* [TASK DIRECTIONS]: Give the count of lines in the records that contain the string "building", and write nothing but that number.

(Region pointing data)
● ● ● ● ● ● ●

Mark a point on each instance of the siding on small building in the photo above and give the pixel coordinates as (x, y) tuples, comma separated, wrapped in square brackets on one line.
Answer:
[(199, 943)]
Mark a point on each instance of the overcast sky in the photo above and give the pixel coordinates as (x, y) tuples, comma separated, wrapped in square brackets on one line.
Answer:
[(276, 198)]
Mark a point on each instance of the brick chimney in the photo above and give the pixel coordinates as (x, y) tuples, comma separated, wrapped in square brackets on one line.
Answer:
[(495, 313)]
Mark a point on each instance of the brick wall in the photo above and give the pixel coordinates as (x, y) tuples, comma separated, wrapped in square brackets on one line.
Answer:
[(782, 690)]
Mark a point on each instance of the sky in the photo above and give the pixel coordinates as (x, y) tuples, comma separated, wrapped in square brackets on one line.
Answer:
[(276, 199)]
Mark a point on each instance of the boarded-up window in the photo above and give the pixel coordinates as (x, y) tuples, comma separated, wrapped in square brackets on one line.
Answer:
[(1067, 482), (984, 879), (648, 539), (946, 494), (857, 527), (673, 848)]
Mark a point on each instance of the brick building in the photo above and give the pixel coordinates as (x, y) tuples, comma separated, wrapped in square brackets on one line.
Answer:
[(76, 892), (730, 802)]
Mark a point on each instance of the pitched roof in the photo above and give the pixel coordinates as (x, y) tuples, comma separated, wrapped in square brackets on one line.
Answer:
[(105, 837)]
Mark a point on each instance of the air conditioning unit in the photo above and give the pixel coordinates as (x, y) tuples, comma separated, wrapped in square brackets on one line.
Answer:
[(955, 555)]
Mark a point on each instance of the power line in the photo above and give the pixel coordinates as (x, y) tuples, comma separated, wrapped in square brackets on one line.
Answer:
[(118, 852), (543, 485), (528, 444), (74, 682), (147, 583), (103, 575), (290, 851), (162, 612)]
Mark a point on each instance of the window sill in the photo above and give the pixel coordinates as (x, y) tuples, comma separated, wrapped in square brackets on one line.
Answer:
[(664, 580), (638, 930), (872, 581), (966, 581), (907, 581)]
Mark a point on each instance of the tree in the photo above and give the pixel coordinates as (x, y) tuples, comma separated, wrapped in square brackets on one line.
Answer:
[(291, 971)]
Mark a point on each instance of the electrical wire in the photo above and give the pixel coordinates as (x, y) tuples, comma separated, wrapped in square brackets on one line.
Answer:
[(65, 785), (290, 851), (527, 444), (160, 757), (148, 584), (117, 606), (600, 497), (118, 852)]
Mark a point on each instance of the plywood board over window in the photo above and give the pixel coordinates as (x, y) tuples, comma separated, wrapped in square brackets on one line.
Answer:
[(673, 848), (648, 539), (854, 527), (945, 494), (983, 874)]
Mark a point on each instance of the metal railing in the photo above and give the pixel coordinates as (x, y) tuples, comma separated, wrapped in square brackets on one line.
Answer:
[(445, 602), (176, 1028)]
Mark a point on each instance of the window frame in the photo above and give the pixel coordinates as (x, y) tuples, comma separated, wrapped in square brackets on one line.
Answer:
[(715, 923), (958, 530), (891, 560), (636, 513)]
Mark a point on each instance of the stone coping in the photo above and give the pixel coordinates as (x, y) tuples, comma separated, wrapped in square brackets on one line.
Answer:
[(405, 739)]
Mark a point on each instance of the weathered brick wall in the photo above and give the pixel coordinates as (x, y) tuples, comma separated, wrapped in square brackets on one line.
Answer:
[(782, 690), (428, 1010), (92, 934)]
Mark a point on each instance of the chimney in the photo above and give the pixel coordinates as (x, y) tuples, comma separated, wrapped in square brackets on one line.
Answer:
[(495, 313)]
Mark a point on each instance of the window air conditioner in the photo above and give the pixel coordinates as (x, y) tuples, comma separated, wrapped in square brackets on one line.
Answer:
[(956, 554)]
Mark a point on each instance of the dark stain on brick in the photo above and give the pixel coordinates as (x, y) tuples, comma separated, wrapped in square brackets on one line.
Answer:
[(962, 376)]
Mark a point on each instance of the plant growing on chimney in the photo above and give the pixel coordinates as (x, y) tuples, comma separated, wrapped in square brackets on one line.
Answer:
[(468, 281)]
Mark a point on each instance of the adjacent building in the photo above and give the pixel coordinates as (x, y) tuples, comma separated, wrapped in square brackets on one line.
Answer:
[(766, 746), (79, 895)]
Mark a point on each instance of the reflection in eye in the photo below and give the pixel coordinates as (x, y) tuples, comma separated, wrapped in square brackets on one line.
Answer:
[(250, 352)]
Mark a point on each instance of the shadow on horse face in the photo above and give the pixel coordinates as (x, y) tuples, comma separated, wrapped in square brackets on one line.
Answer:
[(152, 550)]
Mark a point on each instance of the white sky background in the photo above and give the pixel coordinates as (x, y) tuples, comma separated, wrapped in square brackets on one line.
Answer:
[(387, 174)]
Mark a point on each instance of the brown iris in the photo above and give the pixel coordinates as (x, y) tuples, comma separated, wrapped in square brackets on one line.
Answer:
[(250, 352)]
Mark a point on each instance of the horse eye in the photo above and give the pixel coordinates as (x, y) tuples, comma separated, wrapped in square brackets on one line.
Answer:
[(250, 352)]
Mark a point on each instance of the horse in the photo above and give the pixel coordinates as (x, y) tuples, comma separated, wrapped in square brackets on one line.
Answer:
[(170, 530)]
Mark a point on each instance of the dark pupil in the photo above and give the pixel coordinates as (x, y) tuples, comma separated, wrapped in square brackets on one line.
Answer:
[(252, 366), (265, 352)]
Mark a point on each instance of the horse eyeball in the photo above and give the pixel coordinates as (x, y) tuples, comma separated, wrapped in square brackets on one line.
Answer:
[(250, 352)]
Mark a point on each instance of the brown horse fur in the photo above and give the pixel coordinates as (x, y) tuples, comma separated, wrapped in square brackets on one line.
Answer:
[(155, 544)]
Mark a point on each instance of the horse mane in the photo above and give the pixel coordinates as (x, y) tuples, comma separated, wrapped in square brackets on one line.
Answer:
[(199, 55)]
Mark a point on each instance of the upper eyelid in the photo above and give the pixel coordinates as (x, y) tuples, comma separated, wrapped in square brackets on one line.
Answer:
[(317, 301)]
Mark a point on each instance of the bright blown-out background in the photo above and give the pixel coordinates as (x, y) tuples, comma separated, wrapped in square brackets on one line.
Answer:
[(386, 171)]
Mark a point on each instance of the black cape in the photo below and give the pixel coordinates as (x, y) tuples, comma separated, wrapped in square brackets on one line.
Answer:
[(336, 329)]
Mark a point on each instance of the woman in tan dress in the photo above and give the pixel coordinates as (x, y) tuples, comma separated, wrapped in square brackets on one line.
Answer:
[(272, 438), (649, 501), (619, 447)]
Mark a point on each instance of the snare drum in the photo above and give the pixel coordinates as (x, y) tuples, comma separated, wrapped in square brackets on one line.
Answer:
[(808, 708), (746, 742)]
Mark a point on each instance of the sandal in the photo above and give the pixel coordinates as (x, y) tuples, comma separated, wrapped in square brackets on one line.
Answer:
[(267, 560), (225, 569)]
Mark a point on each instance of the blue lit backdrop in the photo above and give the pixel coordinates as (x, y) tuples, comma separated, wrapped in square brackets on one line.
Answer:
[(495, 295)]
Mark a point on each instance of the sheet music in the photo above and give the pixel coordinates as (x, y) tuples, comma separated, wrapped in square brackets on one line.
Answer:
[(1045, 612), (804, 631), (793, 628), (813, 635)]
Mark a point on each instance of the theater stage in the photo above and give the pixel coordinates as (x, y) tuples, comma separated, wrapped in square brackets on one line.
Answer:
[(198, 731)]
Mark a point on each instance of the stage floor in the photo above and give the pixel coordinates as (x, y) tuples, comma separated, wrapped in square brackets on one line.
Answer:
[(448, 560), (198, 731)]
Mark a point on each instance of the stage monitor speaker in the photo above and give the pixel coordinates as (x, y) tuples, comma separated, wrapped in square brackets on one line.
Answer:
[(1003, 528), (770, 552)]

● ● ● ● ● ● ●

* [EXERCISE OUTPUT]: 3